### TO DO
Write out the part of the material that begins with the line containing "Identify the decorative" and ends with the line containing "<point>123,388</point>", both lines included. Reproduce those lines unchanged and nothing else.

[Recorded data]
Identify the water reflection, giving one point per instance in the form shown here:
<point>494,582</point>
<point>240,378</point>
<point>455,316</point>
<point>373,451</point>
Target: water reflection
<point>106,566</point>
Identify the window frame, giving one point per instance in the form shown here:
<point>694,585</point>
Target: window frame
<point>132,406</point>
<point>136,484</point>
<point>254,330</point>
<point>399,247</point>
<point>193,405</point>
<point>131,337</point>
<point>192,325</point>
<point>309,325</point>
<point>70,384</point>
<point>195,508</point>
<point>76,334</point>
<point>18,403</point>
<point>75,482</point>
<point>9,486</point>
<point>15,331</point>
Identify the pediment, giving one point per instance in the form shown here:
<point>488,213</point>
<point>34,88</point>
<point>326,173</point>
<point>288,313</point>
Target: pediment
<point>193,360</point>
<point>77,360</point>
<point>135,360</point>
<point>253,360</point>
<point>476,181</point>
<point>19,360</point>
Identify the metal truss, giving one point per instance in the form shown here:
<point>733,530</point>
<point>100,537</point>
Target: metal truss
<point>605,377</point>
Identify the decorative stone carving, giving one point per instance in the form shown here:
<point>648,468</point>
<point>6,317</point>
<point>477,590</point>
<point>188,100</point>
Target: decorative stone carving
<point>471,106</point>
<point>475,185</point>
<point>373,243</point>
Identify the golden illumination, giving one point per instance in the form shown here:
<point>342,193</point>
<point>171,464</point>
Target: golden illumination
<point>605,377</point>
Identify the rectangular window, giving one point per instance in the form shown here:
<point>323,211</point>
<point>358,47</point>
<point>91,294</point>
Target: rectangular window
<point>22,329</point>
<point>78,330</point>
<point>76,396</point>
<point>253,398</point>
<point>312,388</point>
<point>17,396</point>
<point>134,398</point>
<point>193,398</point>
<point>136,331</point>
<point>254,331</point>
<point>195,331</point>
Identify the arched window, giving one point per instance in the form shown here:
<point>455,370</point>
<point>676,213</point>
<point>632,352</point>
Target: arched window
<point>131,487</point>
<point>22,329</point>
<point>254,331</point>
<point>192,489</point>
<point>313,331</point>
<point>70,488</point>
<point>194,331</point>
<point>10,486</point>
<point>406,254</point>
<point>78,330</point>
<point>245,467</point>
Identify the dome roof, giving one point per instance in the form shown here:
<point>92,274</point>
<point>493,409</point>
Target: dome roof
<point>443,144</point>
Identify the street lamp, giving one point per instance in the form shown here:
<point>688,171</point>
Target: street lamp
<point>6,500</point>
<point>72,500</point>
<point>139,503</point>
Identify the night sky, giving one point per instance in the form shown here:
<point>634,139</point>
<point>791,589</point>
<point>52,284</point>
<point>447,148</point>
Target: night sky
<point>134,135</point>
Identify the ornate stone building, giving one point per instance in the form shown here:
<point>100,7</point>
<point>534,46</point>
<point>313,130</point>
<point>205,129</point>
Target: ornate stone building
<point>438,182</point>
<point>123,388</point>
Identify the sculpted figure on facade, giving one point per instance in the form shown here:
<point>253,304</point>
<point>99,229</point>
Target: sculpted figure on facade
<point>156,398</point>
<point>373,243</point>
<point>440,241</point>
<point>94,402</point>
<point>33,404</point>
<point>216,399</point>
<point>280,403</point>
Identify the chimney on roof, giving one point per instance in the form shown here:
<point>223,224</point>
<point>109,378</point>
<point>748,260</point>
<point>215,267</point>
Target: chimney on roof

### COMPLETE RESPONSE
Identify the decorative stone carving, giving one point per instance in the form shown here:
<point>648,468</point>
<point>6,317</point>
<point>477,590</point>
<point>188,100</point>
Target: decorative stone carving
<point>471,106</point>
<point>475,185</point>
<point>373,243</point>
Identify the golden illumination, giving one point per instance in the form shown here:
<point>342,193</point>
<point>171,464</point>
Target: golden illumination
<point>605,377</point>
Identify the rectangular window, giving one point per instance in the form shown here:
<point>323,211</point>
<point>358,47</point>
<point>91,294</point>
Target: rectangular window
<point>22,329</point>
<point>78,330</point>
<point>76,396</point>
<point>253,398</point>
<point>312,388</point>
<point>17,396</point>
<point>134,398</point>
<point>193,398</point>
<point>136,331</point>
<point>254,331</point>
<point>195,331</point>
Identify the arched window, giving one point per instance in the form shown here:
<point>455,370</point>
<point>676,213</point>
<point>632,352</point>
Target: arched window
<point>131,487</point>
<point>22,329</point>
<point>254,331</point>
<point>192,489</point>
<point>313,331</point>
<point>70,488</point>
<point>194,331</point>
<point>10,486</point>
<point>406,254</point>
<point>78,330</point>
<point>245,467</point>
Identify the dome roof, giving one point per instance in the form shown here:
<point>92,274</point>
<point>493,409</point>
Target: dome roof
<point>443,144</point>
Identify the street lamp, giving one point per instance in the form shown here:
<point>688,171</point>
Target: street lamp
<point>6,500</point>
<point>72,500</point>
<point>139,503</point>
Identify the night sky, giving one point per instance in the form shown here:
<point>634,139</point>
<point>791,589</point>
<point>52,284</point>
<point>447,148</point>
Target: night sky
<point>134,135</point>
Identify the ornate stone building, giving one point per instance in the form shown here:
<point>100,7</point>
<point>534,46</point>
<point>313,130</point>
<point>205,129</point>
Target: ornate stone building
<point>438,182</point>
<point>123,388</point>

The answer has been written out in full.